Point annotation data
....................
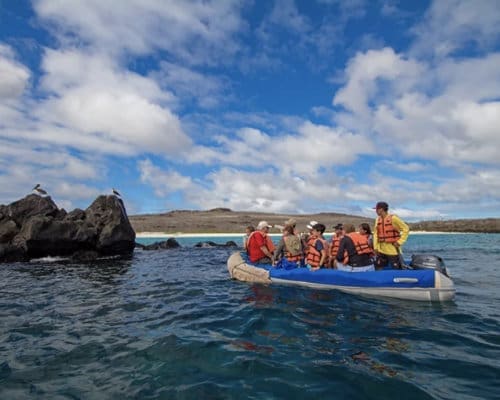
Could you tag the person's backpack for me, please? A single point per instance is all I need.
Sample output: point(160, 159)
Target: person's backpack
point(293, 245)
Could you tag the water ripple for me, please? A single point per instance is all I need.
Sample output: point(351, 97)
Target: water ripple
point(170, 324)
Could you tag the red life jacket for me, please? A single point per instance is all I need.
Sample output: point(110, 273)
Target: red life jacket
point(386, 232)
point(361, 243)
point(313, 256)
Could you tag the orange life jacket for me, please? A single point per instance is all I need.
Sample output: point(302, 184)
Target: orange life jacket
point(270, 244)
point(361, 243)
point(313, 256)
point(289, 255)
point(386, 232)
point(334, 249)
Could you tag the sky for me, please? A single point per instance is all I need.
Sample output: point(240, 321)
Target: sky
point(276, 106)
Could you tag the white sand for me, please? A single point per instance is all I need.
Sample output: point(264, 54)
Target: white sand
point(180, 234)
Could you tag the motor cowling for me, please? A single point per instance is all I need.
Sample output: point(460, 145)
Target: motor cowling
point(427, 261)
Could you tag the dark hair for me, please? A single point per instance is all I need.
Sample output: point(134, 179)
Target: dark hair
point(320, 228)
point(349, 228)
point(366, 227)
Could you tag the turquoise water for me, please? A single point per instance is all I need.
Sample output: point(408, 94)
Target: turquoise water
point(171, 325)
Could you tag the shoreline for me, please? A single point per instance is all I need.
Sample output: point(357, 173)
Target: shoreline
point(188, 235)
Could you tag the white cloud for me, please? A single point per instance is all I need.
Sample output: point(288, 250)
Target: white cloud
point(198, 32)
point(163, 182)
point(303, 152)
point(91, 96)
point(433, 112)
point(366, 72)
point(14, 76)
point(188, 84)
point(451, 25)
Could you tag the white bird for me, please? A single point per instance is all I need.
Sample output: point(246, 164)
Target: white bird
point(39, 190)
....................
Prompt
Reproduce this listing line for line, with the pictures left out.

Exercise output
Could you tag the person's backpack for me, please? A single point per instance is all I need.
Sample output: point(160, 159)
Target: person's backpack
point(293, 245)
Could you tag the water ripple for me, please? A single point per instance is all I need.
Sample output: point(351, 97)
Target: water ripple
point(170, 324)
Could you tag the red life jacket for me, please? A single point per instance is all I need.
Sample output: point(110, 273)
Target: red life jacket
point(386, 232)
point(361, 243)
point(313, 256)
Could you tag the orange life jacket for me, please? A single point per instance is all I need.
Sample output: point(302, 184)
Target: orange life jacket
point(270, 244)
point(361, 243)
point(313, 256)
point(289, 255)
point(386, 232)
point(334, 249)
Could you tag the sky for me, please? A single point per instance is all I need.
Sample output: point(240, 321)
Target: sky
point(276, 106)
Could you tag the white sand for me, please? A single point per instance is all I need.
Sample output: point(264, 54)
Target: white sand
point(180, 234)
Could you tag the motor cowling for me, please? A single point per instance is all I need.
Sample output: point(460, 145)
Target: motor cowling
point(427, 261)
Could you tag the dark hair for me, please? A single point per instance is all I need.
Sample output: point(134, 179)
Target: dark hair
point(320, 228)
point(349, 228)
point(366, 227)
Could you tag the turquoise water for me, please? A single point per instance is all I need.
Sample output: point(408, 94)
Target: turquoise water
point(171, 325)
Could you tag the shoreline for me, please? A single point per instance is all I need.
Sample output: point(357, 173)
Target: shoreline
point(188, 235)
Could you tag the white cloud for me, please? A single point per instance is all I need.
Sample output: point(288, 250)
Target: white cloud
point(198, 32)
point(163, 182)
point(303, 152)
point(91, 96)
point(433, 112)
point(366, 72)
point(14, 76)
point(188, 84)
point(451, 25)
Could you tag the white bird for me, please? A single point per instance is all I need.
Sample output: point(246, 164)
Target: white bird
point(39, 190)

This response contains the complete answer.